> **WORK REQUEST**: Return the records, each one exactly as written.

(Items listed in a dataset)
--*--
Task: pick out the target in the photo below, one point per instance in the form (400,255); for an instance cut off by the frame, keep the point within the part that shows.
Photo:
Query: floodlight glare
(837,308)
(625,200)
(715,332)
--*--
> **ANSWER BOX**:
Task: pick out the target in the photo below, one point per instance in the form (400,255); for an instance cut off by the frame, keep the point within the part that shows.
Photo:
Query: floodlight glare
(837,308)
(625,200)
(715,332)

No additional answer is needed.